____ Excerpted text

Summary: God fills us with love for what is good and glorious so we will choose the best.

Scripture Introduction

A Biblical study of ethics usually considers four topics: the 1) standard, 2) dynamic, 3) motive, and 4) goal of the Christian life. In three short verses, the Apostle Paul touches on each of those as he prays for his friends in Philippi. The forty-three word sentence is simple, but the ideas touch our deepest longings and desires, as we discover that we need abounding love in order to glorify God and enjoy him forever.

[Read Philippians 1.9-11. Pray.]

Introduction

A few weeks ago I asked: “What do you do when God does not do what you want him to do?” That question touches one critical issue in the life of faith. God does all things for his glory and our good, but those things sometimes “cross all the fair designs we scheme” (John Newton). As John Piper notes, “All experiences of suffering… threaten our faith in the goodness of God and tempt us to leave the path of obedience” (Desiring God, 257).

________

* **Required actions**
a. Reproduce the passage of the sermon excerpt starting at "A Biblical study" and ending at "enjoy him forever.".
b. Answer these questions from the sermon excerpt:
(i) How many words long is the sentence in Paul's prayer?
(ii) What four topics does a Biblical study of ethics usually consider?
(iii) Who is credited with the words "cross all the fair designs we scheme"?

____ Material

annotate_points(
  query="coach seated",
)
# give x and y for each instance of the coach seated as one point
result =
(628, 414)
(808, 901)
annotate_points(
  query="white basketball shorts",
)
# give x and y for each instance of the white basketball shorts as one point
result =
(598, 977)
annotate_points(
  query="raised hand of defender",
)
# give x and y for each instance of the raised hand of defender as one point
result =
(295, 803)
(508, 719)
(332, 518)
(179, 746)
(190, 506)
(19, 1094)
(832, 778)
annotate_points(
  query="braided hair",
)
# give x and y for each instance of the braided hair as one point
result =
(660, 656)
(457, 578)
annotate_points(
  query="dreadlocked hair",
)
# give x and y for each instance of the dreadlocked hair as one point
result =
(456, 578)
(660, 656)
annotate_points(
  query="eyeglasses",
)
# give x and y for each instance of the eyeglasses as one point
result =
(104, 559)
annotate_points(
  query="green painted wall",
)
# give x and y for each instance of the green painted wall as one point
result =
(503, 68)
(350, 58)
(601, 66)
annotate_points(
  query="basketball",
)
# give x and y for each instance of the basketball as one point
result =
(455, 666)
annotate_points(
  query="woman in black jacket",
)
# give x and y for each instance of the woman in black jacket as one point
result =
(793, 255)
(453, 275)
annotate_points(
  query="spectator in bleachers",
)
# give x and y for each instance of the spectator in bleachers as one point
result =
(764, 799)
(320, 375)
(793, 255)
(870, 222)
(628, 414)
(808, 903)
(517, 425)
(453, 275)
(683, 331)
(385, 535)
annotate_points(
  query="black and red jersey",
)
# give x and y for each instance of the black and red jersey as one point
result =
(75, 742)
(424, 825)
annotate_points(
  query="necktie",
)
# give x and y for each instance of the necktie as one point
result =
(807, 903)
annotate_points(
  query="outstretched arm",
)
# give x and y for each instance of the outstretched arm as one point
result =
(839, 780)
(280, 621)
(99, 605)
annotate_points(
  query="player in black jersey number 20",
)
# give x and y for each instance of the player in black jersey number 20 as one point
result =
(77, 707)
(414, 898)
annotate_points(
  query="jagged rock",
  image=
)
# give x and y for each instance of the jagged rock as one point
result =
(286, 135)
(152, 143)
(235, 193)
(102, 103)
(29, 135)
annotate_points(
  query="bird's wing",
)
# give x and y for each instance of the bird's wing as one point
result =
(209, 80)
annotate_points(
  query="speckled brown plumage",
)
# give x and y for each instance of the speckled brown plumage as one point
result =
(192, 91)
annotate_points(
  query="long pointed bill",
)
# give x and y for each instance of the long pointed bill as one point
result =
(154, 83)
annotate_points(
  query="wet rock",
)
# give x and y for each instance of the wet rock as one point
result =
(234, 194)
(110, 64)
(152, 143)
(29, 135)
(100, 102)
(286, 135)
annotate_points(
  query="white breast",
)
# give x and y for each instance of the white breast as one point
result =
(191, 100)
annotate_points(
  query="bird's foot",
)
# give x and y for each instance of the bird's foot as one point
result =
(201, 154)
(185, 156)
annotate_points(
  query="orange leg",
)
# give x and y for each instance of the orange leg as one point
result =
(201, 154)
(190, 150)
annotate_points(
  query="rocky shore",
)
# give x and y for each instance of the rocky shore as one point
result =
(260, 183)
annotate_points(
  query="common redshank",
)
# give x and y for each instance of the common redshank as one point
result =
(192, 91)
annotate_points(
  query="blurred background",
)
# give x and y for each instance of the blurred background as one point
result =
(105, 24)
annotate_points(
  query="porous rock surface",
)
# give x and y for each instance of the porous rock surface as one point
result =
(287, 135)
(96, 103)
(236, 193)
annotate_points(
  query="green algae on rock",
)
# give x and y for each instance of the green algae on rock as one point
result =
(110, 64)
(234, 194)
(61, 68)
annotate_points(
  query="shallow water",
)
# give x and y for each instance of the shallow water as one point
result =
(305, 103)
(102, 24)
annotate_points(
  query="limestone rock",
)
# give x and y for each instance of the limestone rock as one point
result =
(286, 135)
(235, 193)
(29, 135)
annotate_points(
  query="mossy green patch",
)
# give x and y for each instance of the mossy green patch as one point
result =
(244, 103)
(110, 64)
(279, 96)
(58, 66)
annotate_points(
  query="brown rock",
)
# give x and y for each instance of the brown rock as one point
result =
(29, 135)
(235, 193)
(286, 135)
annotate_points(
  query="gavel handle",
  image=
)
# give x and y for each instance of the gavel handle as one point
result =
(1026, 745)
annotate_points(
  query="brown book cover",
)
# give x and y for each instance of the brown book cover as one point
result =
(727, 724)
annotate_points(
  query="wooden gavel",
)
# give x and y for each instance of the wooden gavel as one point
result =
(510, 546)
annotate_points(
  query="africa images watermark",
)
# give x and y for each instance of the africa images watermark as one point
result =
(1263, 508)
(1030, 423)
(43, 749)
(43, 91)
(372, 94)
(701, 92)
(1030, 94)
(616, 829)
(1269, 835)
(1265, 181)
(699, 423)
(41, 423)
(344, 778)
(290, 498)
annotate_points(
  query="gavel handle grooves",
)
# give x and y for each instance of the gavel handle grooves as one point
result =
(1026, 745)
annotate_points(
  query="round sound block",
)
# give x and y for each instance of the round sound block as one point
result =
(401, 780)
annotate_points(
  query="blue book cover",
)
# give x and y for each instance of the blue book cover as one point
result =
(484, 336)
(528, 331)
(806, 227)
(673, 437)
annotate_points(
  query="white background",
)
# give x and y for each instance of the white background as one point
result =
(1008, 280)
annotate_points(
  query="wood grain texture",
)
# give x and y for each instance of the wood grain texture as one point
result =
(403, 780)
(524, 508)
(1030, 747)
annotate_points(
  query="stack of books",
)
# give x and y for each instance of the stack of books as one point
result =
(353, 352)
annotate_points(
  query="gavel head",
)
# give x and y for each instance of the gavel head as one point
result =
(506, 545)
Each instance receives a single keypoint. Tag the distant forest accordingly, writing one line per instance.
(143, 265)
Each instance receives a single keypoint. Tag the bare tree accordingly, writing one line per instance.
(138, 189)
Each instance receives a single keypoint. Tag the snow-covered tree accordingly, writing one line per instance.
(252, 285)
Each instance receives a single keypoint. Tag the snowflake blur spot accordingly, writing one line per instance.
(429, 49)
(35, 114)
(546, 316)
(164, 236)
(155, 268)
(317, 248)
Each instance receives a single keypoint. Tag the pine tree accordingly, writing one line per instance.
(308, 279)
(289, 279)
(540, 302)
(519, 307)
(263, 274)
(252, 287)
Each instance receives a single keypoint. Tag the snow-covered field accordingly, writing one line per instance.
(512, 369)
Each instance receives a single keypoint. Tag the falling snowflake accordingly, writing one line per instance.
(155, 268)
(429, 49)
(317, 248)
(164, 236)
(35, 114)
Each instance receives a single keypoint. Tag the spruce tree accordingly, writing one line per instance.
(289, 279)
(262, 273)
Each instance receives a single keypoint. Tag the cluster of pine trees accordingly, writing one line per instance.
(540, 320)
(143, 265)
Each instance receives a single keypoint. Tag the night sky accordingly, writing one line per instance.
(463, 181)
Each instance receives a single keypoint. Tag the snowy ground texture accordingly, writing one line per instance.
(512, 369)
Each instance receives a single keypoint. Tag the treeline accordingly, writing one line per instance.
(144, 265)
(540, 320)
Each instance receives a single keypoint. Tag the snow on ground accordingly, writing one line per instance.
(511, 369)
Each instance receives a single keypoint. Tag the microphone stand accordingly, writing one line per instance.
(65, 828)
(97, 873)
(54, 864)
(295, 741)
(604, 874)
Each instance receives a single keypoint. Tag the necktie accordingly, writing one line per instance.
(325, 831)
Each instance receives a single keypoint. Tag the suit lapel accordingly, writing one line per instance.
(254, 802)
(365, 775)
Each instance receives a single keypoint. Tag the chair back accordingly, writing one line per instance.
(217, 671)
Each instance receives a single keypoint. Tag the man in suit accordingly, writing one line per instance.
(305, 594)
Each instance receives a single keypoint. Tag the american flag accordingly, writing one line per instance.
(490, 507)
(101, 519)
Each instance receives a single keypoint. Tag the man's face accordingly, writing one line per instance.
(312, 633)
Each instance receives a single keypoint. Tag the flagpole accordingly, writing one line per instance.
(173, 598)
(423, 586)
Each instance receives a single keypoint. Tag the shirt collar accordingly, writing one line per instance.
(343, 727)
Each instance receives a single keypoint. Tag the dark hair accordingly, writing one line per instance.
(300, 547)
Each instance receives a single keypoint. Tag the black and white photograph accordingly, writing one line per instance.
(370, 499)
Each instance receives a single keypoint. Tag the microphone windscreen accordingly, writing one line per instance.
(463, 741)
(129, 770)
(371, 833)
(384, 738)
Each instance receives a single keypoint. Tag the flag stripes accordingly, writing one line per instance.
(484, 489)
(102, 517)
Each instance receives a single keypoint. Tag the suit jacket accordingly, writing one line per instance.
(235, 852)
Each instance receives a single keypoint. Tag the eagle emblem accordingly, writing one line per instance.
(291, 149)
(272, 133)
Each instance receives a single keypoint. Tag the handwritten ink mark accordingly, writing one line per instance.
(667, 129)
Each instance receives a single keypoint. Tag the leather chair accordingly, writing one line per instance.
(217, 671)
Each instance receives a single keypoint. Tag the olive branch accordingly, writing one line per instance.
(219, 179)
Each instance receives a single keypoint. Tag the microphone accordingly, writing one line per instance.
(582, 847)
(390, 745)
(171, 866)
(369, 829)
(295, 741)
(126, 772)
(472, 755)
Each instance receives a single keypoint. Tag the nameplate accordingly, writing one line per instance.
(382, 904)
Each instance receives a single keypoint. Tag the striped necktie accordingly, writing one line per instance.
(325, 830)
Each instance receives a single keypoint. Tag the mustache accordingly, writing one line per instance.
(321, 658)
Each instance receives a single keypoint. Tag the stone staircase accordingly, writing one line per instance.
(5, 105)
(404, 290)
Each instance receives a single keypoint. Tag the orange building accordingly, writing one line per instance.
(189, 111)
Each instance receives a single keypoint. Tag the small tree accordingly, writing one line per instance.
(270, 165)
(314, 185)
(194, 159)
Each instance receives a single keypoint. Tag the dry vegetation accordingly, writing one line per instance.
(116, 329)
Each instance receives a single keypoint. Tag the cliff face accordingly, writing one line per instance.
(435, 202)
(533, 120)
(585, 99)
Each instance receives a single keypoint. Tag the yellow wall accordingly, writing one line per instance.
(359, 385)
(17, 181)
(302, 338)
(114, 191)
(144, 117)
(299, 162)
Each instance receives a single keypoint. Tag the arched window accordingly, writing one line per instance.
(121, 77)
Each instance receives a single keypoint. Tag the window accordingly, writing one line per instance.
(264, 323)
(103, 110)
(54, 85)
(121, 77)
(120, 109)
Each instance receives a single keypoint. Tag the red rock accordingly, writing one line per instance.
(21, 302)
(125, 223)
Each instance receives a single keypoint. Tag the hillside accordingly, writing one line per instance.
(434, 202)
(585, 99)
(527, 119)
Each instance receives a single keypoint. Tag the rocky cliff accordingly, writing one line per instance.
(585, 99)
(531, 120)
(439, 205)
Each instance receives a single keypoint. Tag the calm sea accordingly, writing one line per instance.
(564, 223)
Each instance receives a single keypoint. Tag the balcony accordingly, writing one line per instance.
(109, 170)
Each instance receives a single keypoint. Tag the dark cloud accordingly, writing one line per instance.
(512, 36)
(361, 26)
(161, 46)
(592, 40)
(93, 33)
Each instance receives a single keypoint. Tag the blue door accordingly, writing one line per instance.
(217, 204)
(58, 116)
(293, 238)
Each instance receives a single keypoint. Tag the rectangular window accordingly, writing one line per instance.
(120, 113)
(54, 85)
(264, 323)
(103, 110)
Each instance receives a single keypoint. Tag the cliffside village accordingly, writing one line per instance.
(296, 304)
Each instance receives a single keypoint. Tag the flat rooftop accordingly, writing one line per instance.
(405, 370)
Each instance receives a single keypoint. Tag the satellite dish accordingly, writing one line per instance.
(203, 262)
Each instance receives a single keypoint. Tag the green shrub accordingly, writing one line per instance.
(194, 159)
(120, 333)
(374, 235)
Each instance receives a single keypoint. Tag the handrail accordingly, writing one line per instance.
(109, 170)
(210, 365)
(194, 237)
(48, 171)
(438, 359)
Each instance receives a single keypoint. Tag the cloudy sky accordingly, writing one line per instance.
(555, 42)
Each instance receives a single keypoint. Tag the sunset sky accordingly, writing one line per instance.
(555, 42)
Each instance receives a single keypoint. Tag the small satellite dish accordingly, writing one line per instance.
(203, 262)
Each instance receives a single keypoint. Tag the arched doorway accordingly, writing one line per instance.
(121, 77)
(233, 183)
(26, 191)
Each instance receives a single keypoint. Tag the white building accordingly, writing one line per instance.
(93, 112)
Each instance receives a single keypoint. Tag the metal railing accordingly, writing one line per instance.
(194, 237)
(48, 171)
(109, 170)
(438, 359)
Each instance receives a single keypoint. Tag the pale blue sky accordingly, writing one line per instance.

________

* **Expected answers**
a.
A Biblical study of ethics usually considers four topics: the 1) standard, 2) dynamic, 3) motive, and 4) goal of the Christian life. In three short verses, the Apostle Paul touches on each of those as he prays for his friends in Philippi. The forty-three word sentence is simple, but the ideas touch our deepest longings and desires, as we discover that we need abounding love in order to glorify God and enjoy him forever.

b.
(i) Forty-three words.
(ii) The standard, dynamic, motive, and goal of the Christian life.
(iii) John Newton.